:: CONSIGNE A ::
Les affirmations suivantes concordent-elles avec le récit sur la grand-mère ? Répondez par oui ou par non pour chacune, en citant mot pour mot le passage du récit qui permet de trancher. (i) La grand-mère était l’aînée des deux familles nombreuses de ses parents. (ii) La grand-mère a conseillé d’envoyer la personne qui raconte au lycée. (iii) Dans la classe de la personne qui raconte, seuls quatre élèves sur plus de trente se présentaient au lycée.
:: CONSIGNE B ::
Prolongez le récit sur la grand-mère à partir de sa dernière phrase.

:: TEXTE FOURNI ::
▼

Fruit des amours cachés de cousins, son histoire est celle des romans d’une fin de siècle où les lettres ne parviennent jamais ou arrivent trop tard. Le garçon est parti soldat, la fille est mariée par sa famille pour cacher sa faute. Pourtant, le scénario se complique quand le géniteur, apprenant sa paternité, reconnaît l’enfant du fond de l’Afrique ; tout le monde n’a pas une grand-mère reconnue à Tombouctou.

La voilà plus tard, l’aînée des deux familles nombreuses de ses géniteurs. J’ai un nombre incalculable de grands oncles et grands-tantes et il n’est pas étonnant que je n’aie pu saisir avant ma maturité les particularités de son ascendance. Même adulte, il m’a fallu contempler le dessin de son arbre généalogique pour me retrouver dans les arcanes de sa filiation. Comme sœur aînée d’une petite dizaine d’enfants à élever chez chacun de ses parents, elle sait très jeune qu’un sou, est un sou et qu’une épluchure se doit d’être fine.

Un jour, elle envoie son encrier à la figure d’une institutrice de l’époque qui l’avait intelligemment qualifiée de bâtarde. À plus d’un siècle de distance, j’ai envie de tirer l’oreille de cette " pédagogue " pour réparer l’injure imbécile faite à une petite fille !

Quand mes grands-parents ont déménagé à quelques kilomètres, j’allais la voir de temps à autre. Le grand cerisier, devant la petite maison, croule encore sous les savoureux bigarreaux de ma mémoire, et l’eau me vient à la bouche en évoquant leur chair fondante. Je posais ma bicyclette, je poussais la porte et je la retrouvais devant sa grosse machine à coudre, à guider sans fin des lots de vêtements de confection sous la grosse aiguille assourdissante. Elle me parlait sans quitter de l’œil son ouvrage, écoutant mes fières réponses à ses questions sur mes notes à l’école.
Elle était encore d’un autre temps, elle vivait et travaillait dans l’après-guerre et pensait encore dans le XIXe siècle. Quand ma mère l’a informée de mon entrée en sixième, elle lui a conseillé, en toute bonne foi, de me faire passer le certificat d’études et de me mettre au travail. Comment pouvait-elle réagir autrement ? Que ses petits-enfants deviennent médecins ou architectes, relevait de l’impensable plutôt que de l’impossible. Et de toute façon, à bien y regarder, sur plus de trente, nous n’étions que quatre élèves dans ma classe à nous présenter au lycée. Ce que ma grand-mère conseillait n’était que la vision coutumière des parents de l’époque, le projet traditionnel qui attendait la grande majorité de mes camarades d’école.

Je n’ai jamais eu de discussion " politique " avec elle, pourtant le premier de mes souvenirs cocasses, c’est ma grand-mère engueulant le grand poste de radio de sa salle à manger en écoutant les commentaires d’un journaliste des années 48-49.

▲

[Données d’ancrage d’objets en langage naturel]
▼

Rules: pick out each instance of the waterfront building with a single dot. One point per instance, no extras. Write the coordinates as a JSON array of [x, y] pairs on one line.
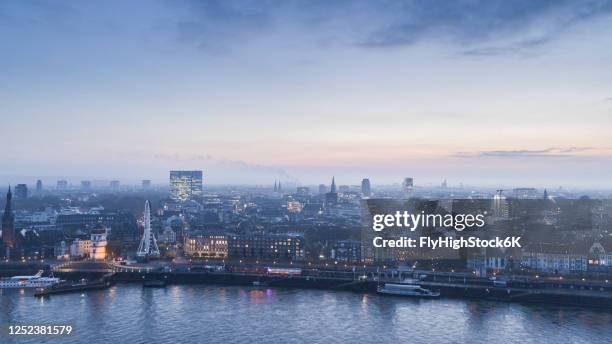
[[21, 191], [555, 258], [185, 185], [62, 185], [38, 187], [366, 190], [168, 236], [8, 225], [80, 248], [207, 244], [294, 206], [347, 251], [85, 185], [98, 250], [114, 185], [266, 246]]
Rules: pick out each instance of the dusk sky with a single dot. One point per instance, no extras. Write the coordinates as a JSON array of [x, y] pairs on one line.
[[480, 92]]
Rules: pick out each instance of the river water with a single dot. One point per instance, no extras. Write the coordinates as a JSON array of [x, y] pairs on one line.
[[127, 313]]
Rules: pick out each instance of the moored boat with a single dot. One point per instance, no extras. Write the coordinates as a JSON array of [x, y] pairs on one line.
[[35, 281], [412, 290]]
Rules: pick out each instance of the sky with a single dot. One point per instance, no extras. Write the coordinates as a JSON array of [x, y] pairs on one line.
[[476, 92]]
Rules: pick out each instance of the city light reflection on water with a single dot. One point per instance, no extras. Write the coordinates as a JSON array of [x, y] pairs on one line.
[[130, 314]]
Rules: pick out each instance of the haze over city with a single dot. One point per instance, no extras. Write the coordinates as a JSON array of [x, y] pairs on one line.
[[513, 93]]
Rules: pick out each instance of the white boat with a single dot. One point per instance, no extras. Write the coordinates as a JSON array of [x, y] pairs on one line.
[[413, 290], [36, 281]]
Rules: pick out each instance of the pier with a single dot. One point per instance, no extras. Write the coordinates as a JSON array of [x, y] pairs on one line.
[[455, 285]]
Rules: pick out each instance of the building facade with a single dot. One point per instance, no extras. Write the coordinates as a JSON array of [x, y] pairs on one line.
[[206, 244], [185, 185], [266, 247]]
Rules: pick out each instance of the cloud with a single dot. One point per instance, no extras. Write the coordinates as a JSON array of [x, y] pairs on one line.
[[477, 28], [552, 152]]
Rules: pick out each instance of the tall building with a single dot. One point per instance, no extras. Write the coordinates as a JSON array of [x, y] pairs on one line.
[[62, 185], [21, 191], [322, 189], [97, 249], [8, 224], [331, 198], [366, 190], [114, 185], [408, 187], [185, 185], [333, 186], [85, 185], [38, 187], [525, 193]]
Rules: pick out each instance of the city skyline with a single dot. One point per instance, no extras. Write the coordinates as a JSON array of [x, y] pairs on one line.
[[516, 94]]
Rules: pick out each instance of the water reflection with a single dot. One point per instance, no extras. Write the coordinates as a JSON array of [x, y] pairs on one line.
[[199, 313]]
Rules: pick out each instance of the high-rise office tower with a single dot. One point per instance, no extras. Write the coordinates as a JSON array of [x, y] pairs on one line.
[[365, 188], [185, 185], [408, 187], [21, 191], [331, 198], [85, 185], [322, 189], [8, 224], [114, 185], [62, 185]]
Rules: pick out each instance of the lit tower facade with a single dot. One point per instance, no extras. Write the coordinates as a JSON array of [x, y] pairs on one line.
[[148, 245], [408, 186], [366, 190], [185, 185], [8, 225]]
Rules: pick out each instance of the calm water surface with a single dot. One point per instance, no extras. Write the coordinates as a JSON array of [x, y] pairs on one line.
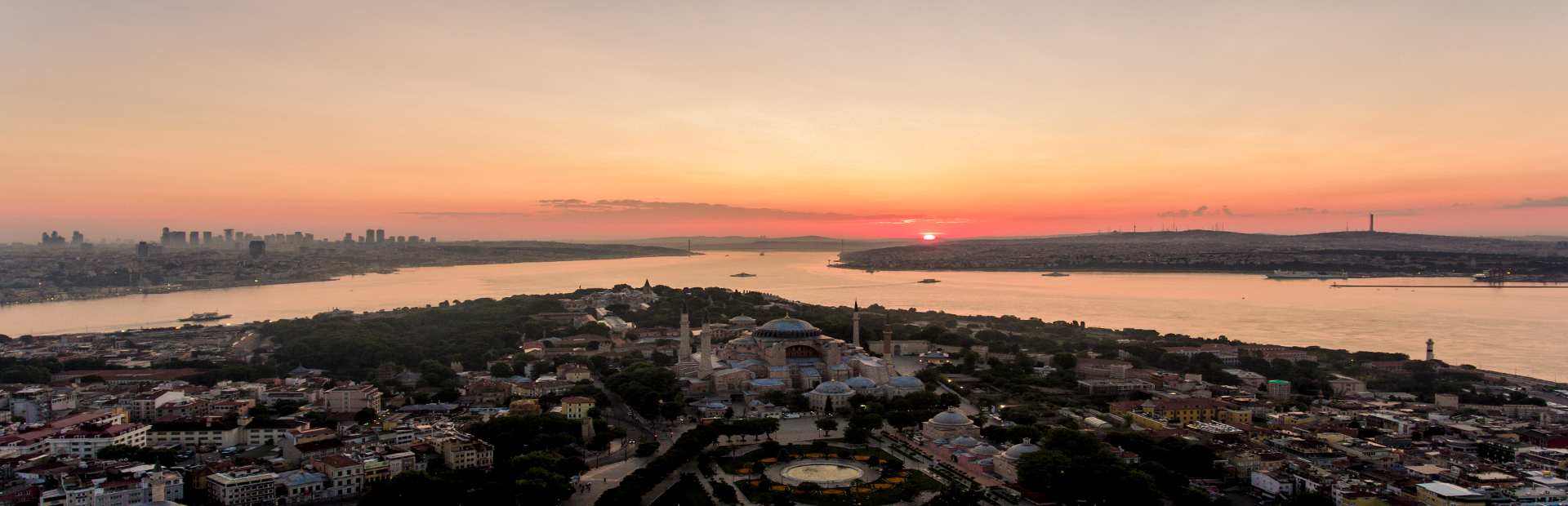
[[1508, 330]]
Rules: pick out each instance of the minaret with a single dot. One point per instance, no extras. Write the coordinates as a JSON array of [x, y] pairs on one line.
[[857, 322], [888, 335], [686, 337], [705, 366]]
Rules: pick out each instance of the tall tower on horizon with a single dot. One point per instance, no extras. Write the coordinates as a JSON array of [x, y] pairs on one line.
[[686, 337], [705, 367], [857, 323], [888, 335]]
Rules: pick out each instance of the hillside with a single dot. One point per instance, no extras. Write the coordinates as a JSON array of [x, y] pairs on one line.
[[1220, 251]]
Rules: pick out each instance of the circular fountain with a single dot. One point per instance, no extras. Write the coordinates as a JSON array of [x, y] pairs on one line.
[[823, 472]]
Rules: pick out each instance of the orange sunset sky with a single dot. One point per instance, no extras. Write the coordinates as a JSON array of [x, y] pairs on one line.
[[625, 119]]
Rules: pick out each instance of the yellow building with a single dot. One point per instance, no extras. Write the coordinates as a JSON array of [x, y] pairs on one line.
[[1445, 494], [1184, 411], [576, 408]]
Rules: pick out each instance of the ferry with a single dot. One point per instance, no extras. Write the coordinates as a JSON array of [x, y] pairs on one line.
[[206, 317], [1308, 274]]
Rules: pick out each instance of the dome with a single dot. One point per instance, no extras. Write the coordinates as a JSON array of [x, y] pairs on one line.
[[787, 328], [951, 417], [1019, 450], [831, 388], [860, 383]]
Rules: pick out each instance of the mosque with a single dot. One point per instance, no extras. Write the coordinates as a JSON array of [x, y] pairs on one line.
[[786, 354]]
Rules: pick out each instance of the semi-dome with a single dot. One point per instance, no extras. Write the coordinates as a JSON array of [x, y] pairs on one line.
[[787, 328], [964, 441], [860, 383], [831, 388], [1019, 450], [951, 417]]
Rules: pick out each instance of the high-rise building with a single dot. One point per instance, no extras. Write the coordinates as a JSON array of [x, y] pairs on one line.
[[1278, 388]]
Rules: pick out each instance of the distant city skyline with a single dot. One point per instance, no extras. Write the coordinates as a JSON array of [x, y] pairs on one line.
[[880, 119]]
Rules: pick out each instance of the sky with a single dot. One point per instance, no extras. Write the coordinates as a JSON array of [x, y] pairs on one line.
[[632, 119]]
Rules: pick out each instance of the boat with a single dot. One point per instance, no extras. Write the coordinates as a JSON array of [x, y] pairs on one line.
[[206, 317], [1308, 274]]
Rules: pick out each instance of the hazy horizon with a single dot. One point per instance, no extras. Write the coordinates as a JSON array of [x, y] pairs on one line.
[[880, 119]]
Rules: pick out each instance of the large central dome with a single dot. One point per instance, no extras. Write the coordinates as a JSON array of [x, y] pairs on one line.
[[786, 328]]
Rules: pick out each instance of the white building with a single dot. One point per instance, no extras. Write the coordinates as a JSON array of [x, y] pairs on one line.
[[88, 439], [243, 486]]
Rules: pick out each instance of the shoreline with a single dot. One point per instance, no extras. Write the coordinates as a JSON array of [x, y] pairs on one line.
[[1155, 272]]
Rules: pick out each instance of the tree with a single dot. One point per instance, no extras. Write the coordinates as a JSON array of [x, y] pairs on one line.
[[414, 487], [826, 427], [366, 415]]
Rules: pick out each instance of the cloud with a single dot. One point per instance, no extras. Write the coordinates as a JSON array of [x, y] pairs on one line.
[[1534, 202], [438, 215], [1201, 211], [1397, 212], [629, 211]]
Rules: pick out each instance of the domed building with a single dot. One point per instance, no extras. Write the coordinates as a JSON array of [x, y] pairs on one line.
[[830, 395], [949, 425], [791, 351], [903, 386], [1005, 464], [864, 386]]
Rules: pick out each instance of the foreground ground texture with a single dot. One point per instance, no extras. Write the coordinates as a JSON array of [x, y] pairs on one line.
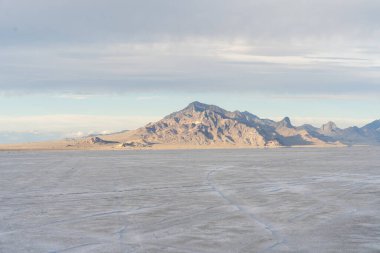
[[277, 200]]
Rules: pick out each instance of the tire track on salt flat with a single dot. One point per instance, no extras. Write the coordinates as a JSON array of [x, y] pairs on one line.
[[266, 225]]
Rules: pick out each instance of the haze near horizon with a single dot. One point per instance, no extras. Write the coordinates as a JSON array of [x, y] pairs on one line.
[[73, 68]]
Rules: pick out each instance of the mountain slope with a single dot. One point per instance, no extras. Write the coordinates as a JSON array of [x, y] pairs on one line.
[[208, 126]]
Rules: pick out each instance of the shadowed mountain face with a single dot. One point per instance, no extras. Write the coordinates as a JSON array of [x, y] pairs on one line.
[[200, 125], [208, 125]]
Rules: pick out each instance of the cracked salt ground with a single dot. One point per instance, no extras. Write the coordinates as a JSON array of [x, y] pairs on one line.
[[277, 200]]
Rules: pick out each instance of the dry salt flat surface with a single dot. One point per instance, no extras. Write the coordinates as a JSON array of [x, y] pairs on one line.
[[246, 200]]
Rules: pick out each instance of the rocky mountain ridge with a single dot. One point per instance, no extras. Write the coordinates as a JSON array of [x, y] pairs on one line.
[[208, 125]]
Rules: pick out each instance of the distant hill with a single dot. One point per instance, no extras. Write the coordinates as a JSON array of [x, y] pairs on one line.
[[208, 126]]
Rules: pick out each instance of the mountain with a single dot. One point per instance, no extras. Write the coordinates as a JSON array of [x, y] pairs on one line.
[[208, 126], [202, 125]]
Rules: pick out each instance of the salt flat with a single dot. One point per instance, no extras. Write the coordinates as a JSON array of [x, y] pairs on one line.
[[248, 200]]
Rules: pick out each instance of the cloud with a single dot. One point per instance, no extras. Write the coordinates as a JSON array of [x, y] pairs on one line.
[[148, 46], [72, 124]]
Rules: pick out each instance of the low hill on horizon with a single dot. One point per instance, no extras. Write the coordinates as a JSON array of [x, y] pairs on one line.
[[208, 126]]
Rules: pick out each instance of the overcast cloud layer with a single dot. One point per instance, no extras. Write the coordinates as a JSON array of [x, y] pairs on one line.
[[269, 47]]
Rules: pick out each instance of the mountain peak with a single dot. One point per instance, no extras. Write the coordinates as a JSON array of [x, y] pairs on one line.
[[285, 122], [200, 107], [329, 126], [374, 125]]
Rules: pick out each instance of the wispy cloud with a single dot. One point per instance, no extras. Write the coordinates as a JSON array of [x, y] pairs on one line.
[[72, 123]]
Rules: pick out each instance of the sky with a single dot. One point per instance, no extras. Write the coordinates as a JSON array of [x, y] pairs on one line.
[[69, 68]]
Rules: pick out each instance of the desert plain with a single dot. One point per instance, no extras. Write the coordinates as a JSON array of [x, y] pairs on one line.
[[227, 200]]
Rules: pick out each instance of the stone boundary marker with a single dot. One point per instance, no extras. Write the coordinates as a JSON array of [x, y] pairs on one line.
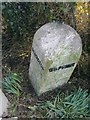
[[55, 52]]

▲

:: RÉPONSE ATTENDUE A ::
(i) Oui : « La voilà plus tard, l’aînée des deux familles nombreuses de ses géniteurs. »
(ii) Non : « elle lui a conseillé, en toute bonne foi, de me faire passer le certificat d’études et de me mettre au travail. »
(iii) Oui : « sur plus de trente, nous n’étions que quatre élèves dans ma classe à nous présenter au lycée. »

:: RÉPONSE ATTENDUE B ::
Elle ne donnait jamais verbalement son opinion, mais elle réagissait avec ses tripes, sa sensibilité et sa peau à toutes les injustices. En apprenant les conséquences inhumaines du conflit, à la fin de la deuxième guerre mondiale, la petite bâtarde avait perdu la foi : pour cette ancienne enfant de Marie, si Dieu avait existé, il n’aurait pas pu permettre cela.

Plus tard, elle a déménagé en Auvergne, bientôt rejointe par ma tante, mon oncle et mes cousins. Je passais la voir en partant en vacances et les rares fois où elles se sont rencontrées, elle s’est très bien entendue avec Claude. En tant qu’adulte, je n’ai pu partager avec elle que le non-dit, que la surface des choses, le temps était passé où le partage aurait pu se faire, où les confidences auraient pu naître, où les âmes pouvaient se trouver. Elle est morte sans se faire connaître, me laissant orphelin d’une grand-mère ignorée.

Les murs lépreux du vieil hôpital, la crise nerveuse de ma tante à la descente en terre sont des souvenirs incertains noyés par un chagrin noué au fond de ma gorge.
Le deuil de ma grand-mère est à l’image de mon retour par les routes brumeuses, dans des campagnes tristes comme la mort, dans une vieille 2 CV en panne d’alternateur. Je roulais saoulé de tristesse dans un soir gris et désert.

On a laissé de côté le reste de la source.